Я к ним присматривалась в том сентябрьском начале под «Лихорадку» Олега Скрипки (в оригинале “Fever” Elvis Presley, слова и музыка John Davenport и Eddie Coole). Такие взрослые люди вышли принять участие в детской игре, показать, что они все ещё умеют танцевать. Получилось серьезное озорство, танец - знакомство! Он, будто расслабившийся после застолья, позволил себе развязать галстук. Она - ах, как правильно подобрано это черное со стразами платье для вечернего коктейля, платье с открытой спиной как утверждение «я сама себе хозяйка – могу приворожить, а могу и сама соблазниться на танец и только».

Ты, наверно, одинока?
Потанцуем, может быть?
Спрашиваю раньше срока,
Послушай,
Будешь ли меня любить?
Ах, зацепила

Стрелка брови,
Искры соблазненных глаз,
Кровью,
Кровью губы –
Прикусила в первый раз

Припев:
Это только лишь начало,
Всё, конечно, впереди!
Мы в согласии молчали,
Чтоб вдвоем по льду идти!

Обними меня скорее,
Стать Джульеттою спешу.
Отказать тебе не смею,
Знаешь,
Пусть я лучше согрешу.
Ох, лихорадит

В этом танце -
Будь Ромео для меня.
Ледяной растаял панцирь –
Власть телесного огня.

## Задание A
Воспроизведите без изменений участок записей от строки, содержащей «Where can you see the door», до конца записей, включая обе границы.
Исходный текст и записи никак между собой не связаны.

## Извлечённые записи
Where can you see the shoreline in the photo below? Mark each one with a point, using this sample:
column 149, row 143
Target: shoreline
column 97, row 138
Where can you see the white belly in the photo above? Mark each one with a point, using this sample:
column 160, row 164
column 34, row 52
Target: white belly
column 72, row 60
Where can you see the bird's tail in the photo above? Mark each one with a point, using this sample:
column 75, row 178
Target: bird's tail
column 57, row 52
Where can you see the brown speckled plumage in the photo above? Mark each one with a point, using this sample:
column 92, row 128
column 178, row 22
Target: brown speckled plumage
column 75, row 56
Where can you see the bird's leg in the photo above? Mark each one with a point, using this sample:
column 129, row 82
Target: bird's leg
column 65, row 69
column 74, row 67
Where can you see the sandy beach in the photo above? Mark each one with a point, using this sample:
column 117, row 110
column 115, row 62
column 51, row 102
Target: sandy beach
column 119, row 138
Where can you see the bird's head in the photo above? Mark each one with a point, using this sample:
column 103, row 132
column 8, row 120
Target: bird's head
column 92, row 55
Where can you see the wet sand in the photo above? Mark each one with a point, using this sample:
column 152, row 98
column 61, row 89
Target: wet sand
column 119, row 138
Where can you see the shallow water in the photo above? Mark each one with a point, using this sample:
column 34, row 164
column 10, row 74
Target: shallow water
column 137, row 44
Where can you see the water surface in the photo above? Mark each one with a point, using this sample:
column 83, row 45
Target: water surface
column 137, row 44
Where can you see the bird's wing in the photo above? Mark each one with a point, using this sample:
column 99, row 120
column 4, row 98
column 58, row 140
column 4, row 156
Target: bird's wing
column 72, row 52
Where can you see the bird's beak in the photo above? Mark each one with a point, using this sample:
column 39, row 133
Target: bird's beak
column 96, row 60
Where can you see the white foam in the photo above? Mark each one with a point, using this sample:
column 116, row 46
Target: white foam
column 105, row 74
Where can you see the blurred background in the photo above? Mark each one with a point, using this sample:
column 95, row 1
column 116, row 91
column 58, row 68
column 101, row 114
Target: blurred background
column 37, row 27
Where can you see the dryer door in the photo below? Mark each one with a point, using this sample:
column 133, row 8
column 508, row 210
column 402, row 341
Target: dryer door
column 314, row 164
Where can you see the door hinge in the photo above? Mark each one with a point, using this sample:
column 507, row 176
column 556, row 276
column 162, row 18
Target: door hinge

## Задание B
Какое платье было на ней во время танца, согласно исходному тексту?

## Полный ответ A
Where can you see the door hinge in the photo above? Mark each one with a point, using this sample:
column 507, row 176
column 556, row 276
column 162, row 18
Target: door hinge

## Полный ответ B
Черное со стразами платье для вечернего коктейля с открытой спиной.